## Work required
Copy out every line of the data where the word "then" is found.

Saved data entries:
:::

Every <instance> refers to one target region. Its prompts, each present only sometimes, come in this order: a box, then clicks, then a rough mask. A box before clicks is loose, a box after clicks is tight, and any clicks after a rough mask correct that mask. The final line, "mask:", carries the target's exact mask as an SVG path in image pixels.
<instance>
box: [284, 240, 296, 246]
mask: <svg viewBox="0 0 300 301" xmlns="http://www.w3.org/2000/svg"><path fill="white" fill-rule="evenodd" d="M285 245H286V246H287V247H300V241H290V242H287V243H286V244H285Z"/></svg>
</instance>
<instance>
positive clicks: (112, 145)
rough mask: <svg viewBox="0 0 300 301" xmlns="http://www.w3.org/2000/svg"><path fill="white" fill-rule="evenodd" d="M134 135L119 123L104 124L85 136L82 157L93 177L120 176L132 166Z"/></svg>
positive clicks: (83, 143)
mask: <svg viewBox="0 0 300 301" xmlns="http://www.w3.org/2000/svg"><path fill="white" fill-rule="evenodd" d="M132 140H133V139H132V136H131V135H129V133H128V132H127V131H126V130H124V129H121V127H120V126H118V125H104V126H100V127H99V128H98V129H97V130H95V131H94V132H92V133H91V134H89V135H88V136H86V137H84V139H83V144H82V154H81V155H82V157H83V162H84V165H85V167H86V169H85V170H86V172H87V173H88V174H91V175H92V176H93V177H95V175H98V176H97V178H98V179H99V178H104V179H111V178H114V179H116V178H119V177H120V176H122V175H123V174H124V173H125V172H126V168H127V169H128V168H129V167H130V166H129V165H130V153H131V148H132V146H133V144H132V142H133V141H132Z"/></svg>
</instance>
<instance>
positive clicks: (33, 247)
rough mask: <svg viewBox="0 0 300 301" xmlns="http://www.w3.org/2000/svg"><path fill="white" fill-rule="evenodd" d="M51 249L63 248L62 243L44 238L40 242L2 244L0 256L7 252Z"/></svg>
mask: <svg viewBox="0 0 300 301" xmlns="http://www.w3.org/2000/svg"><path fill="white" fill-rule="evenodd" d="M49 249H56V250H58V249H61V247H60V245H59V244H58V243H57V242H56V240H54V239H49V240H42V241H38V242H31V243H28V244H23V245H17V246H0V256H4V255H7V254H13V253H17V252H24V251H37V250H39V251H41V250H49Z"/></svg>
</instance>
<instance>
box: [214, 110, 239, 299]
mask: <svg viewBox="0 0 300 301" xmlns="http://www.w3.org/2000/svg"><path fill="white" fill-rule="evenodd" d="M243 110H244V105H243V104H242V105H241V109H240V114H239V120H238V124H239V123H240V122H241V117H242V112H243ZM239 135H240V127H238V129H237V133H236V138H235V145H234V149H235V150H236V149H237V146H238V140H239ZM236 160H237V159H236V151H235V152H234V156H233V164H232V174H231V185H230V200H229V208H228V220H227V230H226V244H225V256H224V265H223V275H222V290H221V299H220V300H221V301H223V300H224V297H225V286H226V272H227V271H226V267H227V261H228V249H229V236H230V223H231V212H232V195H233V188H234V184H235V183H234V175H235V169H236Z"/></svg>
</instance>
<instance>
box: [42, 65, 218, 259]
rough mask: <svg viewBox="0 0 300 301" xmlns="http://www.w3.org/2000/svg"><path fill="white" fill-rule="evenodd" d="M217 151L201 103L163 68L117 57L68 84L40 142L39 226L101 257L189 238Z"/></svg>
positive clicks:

:::

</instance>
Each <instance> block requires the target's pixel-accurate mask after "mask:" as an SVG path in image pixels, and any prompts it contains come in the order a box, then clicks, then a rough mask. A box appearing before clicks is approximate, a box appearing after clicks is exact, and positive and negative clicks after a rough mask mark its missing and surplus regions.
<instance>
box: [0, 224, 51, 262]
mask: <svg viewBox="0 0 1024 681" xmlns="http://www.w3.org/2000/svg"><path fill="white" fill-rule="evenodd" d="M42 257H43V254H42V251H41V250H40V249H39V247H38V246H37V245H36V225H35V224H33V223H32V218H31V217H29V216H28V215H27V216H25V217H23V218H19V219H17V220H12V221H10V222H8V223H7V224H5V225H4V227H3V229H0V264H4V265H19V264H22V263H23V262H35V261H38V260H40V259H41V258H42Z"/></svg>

:::

## Your solution
Every <instance> refers to one target region. Its prompts, each present only sometimes, come in this order: a box, then clicks, then a rough mask. A box before clicks is loose, a box after clicks is tight, and any clicks after a rough mask correct that mask. The final line, "mask:", carries the target's exact mask as an SVG path in image pixels.
Each <instance> block requires the target's pixel-accurate mask after "mask:" as an SVG path in image pixels, and any prompts it contains come in the order a box, then clicks, then a rough mask. A box appearing before clicks is approximate, a box appearing after clicks is exact, and positive and negative clicks after a rough mask mark its missing and surplus regions.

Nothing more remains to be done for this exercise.